◆ **EXCERPT PROVIDED**:
□ □ □ □
This is yet another novel I had never heard of until it arrived in a set of Virago Modern Classics. It's the one I was in the middle of when I was sidetracked by Barbara Pym. It is not a long book, but my goodness it is a powerful one.
Here we are back in America, just a few years after the publication of Passing, which I wrote about a few days ago -- this one was published in 1934, and won the Pulitzer Prize for its 24-year-old author. It tells the story of a middle-class family -- mother and father and three daughters -- who are forced into poverty by the Depression. Their only option is to attempt to live by farming the family property, now heavily mortgaged. The novel -- narrated by Marget, the middle daughter -- begins by describing the family's first attempts to adjust to this new way of life. Despite the hardships and the anxieties, there is a certain amount of joy to be derived from the harsh, sparsely populated countryside in which they find themselves:
Kerrin complained of the raw coldness and the house was hard to keep warm enough, but I remember one day of God that came towards the last, when we lay down carefully on the grass so as not to smash the bluets, and smelled their spring-thin scent. The hills were a pale and smoky green that day, and all colors ran into and melted with each other, the red of crab branches dissolving down into lavender of shadows, but the apples had bark of bloody red and gold.
At first, despite the mortgage hanging unrelentingly over them, they manage to survive. But as the girls grow older, problems start to arise within the family. Kerrin, the oldest daughter, who has always been difficult and strange, becomes increasingly mentally and emotionally erratic, though the rest of the family depend on her income as a school teacher to keep them marginally solvent. Her mental state worsens when a young man, the compassionate, intelligent Grant, comes to work on the farm. Both Kerrin and Marget fall in love with him, while he falls in love with the youngest daughter, steady, cheerful Merle, who likes him as a friend but no more. Marget, quiet, plain and inward, stifles her feelings and gets on with her life despite the pain she is suffering, but Kerrin suffers more desperately and openly: 'She made me think of the carrion vines that move with a hungry aimlessness, groping blindly in all directions till they find a stalk to wrap on' says Marget. Finally she is tipped over the edge by her anger and frustration. All this final part of the novel takes place during a fearful drought, which kills all the crops and plunges the family into deep financial trouble. Everything ends tragically.
□ □ □ □
◆ **QUESTIONS**:
1. According to the review, in what year was the novel published?
2. List every character of the novel whom the review mentions by name.
3. Condense the paragraph of the review beginning "At first, despite the mortgage" into a bulleted list that keeps its main facts.
□ □ □ □
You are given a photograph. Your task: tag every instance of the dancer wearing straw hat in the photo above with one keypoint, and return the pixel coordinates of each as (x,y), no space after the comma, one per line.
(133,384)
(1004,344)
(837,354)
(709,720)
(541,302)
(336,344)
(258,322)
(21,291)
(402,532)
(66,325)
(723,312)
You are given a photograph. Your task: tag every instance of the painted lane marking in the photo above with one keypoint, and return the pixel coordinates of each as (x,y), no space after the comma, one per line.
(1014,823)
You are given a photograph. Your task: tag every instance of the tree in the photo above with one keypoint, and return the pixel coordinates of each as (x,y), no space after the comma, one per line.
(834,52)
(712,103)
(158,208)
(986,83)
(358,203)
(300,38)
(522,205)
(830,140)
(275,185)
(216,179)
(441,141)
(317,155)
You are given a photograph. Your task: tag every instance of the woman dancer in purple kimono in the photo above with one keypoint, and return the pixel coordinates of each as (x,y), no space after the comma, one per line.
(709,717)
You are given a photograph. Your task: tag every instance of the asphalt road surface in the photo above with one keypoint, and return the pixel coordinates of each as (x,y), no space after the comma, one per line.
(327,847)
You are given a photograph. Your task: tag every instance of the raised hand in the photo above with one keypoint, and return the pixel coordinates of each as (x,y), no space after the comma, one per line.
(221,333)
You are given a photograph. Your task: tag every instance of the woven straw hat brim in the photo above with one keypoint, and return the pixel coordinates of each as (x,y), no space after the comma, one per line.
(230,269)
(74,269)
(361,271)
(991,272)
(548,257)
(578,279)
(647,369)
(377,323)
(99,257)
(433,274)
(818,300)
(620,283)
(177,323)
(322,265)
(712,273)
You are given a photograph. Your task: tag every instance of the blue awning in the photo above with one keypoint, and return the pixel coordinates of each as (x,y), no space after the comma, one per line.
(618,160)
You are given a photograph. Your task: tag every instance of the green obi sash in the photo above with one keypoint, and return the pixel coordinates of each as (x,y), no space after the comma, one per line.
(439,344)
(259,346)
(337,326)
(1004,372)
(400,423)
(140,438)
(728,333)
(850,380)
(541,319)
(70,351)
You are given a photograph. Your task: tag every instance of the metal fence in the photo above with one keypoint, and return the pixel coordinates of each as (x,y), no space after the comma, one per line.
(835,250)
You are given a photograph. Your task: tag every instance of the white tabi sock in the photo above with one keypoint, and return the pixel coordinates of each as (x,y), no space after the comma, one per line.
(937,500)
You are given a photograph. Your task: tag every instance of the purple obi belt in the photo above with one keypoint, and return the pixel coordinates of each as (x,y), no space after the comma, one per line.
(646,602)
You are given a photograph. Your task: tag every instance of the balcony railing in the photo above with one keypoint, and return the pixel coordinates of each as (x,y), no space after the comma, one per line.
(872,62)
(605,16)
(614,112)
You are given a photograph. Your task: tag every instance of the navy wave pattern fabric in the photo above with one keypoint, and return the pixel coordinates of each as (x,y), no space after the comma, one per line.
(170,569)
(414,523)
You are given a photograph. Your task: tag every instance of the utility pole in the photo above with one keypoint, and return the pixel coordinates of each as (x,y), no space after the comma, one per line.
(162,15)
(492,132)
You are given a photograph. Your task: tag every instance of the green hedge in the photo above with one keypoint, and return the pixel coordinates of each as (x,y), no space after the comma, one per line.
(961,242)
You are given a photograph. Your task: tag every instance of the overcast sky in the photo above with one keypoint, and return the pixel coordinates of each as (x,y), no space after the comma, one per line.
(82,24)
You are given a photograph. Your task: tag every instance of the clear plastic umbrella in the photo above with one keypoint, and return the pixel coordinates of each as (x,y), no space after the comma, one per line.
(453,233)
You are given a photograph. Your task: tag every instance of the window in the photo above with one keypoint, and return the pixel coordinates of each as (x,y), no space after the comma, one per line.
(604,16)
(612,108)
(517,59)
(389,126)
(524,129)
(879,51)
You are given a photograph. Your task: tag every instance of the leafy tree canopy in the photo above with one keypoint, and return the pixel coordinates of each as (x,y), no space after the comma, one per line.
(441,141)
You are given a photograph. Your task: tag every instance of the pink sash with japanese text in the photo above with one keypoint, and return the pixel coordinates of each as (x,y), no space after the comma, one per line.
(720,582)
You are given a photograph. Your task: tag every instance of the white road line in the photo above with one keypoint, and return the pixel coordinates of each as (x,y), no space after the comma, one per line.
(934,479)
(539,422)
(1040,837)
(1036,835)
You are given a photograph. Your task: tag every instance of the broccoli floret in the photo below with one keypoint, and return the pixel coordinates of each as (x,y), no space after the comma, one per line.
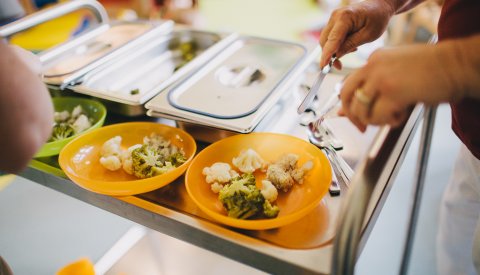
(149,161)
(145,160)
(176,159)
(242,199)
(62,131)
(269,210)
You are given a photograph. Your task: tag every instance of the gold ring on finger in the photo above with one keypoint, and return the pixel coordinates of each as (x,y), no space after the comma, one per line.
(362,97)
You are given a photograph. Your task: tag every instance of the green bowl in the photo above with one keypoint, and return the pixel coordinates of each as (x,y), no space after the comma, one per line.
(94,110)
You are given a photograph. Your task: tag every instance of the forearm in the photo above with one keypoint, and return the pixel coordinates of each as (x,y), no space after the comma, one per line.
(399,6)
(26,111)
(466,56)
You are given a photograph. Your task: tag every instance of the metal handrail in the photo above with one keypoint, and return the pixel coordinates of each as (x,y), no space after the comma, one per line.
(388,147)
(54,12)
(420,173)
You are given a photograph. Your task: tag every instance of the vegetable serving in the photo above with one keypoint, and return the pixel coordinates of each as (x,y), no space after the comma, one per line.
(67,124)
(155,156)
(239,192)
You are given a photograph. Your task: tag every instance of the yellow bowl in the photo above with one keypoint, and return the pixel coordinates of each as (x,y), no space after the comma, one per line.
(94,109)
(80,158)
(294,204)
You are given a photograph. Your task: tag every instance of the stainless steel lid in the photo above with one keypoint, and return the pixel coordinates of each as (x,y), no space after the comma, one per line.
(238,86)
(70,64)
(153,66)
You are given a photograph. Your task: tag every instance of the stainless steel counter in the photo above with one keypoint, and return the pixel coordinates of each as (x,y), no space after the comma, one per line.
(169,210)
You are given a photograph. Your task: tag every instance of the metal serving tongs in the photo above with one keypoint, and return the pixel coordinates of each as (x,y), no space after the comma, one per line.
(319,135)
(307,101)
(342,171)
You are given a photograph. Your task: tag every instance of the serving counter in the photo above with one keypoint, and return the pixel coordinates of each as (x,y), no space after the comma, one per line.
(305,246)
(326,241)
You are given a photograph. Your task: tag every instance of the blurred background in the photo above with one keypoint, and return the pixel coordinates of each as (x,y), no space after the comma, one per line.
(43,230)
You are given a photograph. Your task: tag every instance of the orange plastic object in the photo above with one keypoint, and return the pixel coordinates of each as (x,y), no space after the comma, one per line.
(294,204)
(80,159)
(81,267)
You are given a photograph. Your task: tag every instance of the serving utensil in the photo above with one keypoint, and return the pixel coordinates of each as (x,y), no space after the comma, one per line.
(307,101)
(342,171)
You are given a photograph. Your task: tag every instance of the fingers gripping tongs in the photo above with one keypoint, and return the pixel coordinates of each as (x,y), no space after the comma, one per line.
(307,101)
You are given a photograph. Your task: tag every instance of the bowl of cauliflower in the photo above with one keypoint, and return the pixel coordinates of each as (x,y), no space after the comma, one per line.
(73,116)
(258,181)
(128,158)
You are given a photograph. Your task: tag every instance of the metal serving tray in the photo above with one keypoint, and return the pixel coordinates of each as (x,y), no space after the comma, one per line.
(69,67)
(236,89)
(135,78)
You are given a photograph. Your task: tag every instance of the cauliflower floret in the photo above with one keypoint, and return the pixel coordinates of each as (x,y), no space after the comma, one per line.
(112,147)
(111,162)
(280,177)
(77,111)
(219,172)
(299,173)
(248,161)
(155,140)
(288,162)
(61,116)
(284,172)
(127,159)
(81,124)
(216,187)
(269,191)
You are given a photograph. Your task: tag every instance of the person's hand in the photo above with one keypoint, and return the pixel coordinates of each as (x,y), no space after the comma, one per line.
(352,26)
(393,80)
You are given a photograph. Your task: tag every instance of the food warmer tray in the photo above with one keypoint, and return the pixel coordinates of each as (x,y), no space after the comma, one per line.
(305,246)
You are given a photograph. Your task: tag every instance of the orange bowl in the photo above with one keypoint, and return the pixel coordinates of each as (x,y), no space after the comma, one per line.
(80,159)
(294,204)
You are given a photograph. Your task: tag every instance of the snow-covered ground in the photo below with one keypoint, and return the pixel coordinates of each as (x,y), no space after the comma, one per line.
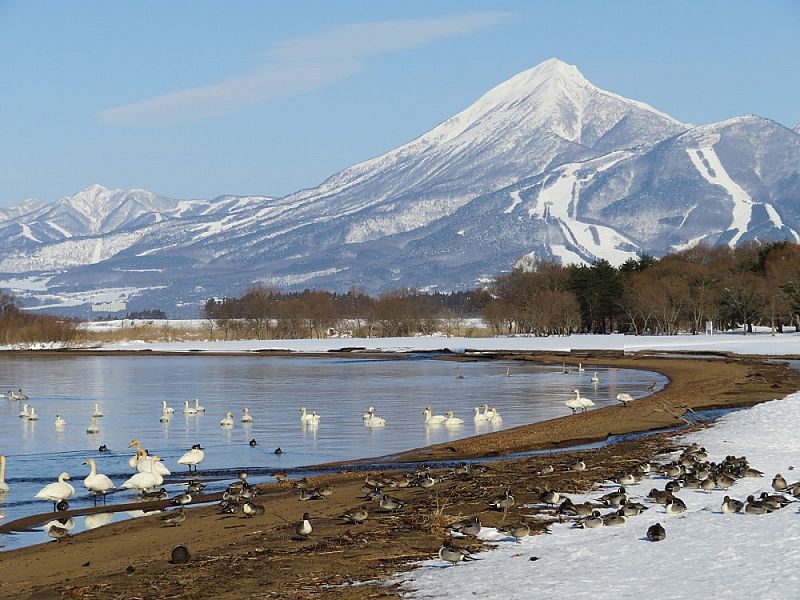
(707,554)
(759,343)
□ □ □ □
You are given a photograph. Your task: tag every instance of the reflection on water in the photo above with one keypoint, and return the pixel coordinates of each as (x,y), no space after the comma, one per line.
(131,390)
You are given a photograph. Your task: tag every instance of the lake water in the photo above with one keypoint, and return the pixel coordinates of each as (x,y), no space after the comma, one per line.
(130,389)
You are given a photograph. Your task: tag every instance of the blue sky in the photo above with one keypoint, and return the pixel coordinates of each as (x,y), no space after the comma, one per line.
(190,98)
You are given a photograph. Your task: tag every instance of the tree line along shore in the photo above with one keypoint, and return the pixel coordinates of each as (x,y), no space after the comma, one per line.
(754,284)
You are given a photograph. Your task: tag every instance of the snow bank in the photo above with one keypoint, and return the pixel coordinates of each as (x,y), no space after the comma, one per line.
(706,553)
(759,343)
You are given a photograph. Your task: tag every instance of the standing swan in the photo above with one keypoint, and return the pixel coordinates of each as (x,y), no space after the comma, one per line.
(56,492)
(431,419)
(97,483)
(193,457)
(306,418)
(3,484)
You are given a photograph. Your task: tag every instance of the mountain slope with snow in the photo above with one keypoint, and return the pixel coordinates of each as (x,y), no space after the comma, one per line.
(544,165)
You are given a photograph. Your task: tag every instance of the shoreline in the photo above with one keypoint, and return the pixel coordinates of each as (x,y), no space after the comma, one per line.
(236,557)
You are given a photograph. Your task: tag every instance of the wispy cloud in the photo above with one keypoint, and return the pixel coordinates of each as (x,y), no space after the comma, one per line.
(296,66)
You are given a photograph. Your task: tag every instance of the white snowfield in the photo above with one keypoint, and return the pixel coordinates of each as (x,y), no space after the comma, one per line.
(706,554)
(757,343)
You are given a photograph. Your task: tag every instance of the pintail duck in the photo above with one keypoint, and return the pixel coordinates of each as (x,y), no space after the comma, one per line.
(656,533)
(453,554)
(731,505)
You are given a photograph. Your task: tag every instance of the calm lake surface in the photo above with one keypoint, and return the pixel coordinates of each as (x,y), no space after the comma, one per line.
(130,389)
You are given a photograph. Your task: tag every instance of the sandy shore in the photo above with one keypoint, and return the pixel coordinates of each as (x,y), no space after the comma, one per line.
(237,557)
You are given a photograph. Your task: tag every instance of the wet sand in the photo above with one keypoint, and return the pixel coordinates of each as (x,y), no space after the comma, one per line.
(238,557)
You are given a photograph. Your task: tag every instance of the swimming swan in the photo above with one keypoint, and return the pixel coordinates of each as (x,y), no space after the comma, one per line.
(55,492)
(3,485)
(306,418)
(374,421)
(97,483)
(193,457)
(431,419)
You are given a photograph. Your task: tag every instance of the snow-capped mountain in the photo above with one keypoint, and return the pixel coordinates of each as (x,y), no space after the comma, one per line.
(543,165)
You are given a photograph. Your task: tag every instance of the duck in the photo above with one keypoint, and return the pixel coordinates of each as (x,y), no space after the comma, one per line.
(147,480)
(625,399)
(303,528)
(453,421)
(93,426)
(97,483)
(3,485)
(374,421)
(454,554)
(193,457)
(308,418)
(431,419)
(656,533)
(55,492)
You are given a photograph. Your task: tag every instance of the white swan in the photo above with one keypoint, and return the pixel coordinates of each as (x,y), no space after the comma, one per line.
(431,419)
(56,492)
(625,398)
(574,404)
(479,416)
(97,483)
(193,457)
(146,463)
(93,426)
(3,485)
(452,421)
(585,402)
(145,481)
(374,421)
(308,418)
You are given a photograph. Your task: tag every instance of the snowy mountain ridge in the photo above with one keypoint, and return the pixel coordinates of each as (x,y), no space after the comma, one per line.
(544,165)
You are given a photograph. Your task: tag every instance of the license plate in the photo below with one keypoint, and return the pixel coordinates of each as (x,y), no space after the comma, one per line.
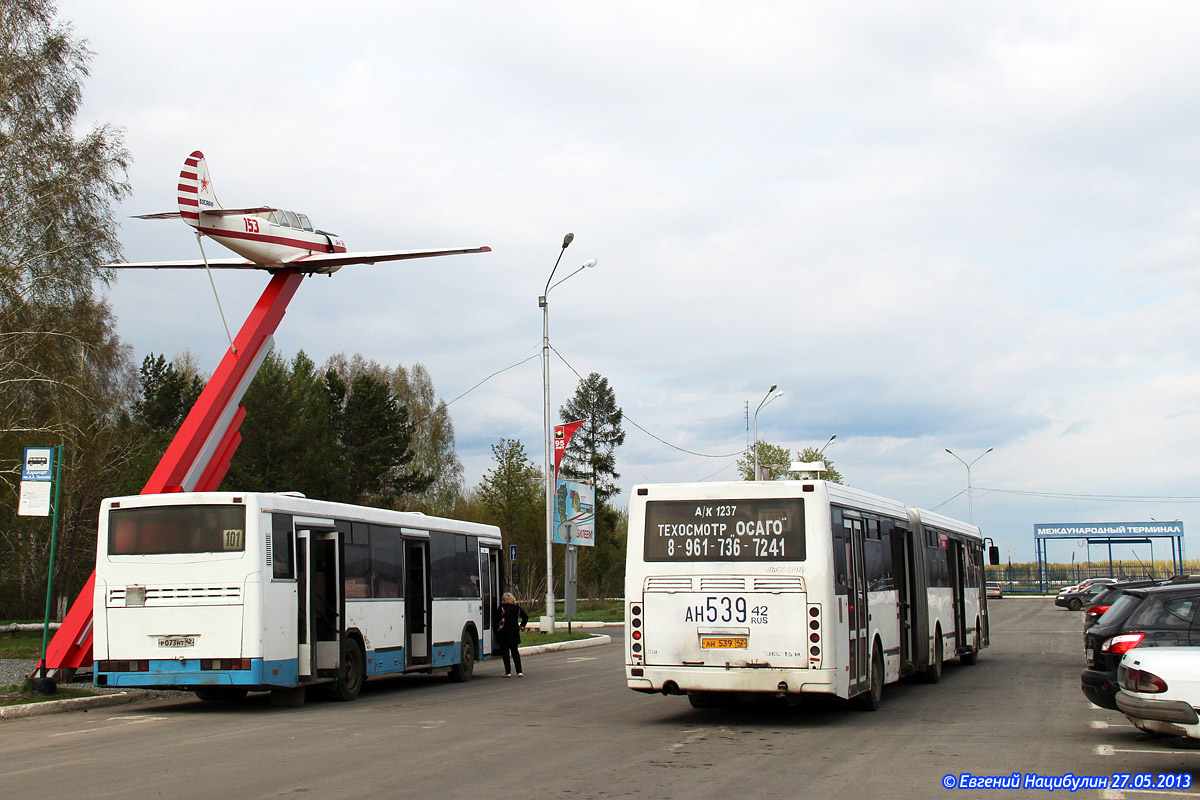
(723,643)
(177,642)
□ □ □ □
◆ **EXPECTED OUTPUTS**:
1. 1934

2. Marget, Kerrin, Grant, Merle

3.
- At first the family survives despite the mortgage.
- As the girls grow older, problems arise within the family.
- Kerrin, the eldest, who has always been difficult and strange, becomes increasingly erratic mentally and emotionally. The family depends on her income as a school teacher to stay marginally solvent.
- Her condition worsens when Grant, a compassionate, intelligent young man, comes to work on the farm.
- Kerrin and Marget both fall in love with Grant. He loves Merle, the steady, cheerful youngest daughter, who likes him only as a friend.
- Marget, who is quiet, plain and inward, stifles her feelings and gets on with her life. Kerrin suffers more desperately and openly and is finally tipped over the edge by anger and frustration.
- This final part takes place during a fearful drought that kills the crops and plunges the family into deep financial trouble.
- Everything ends tragically.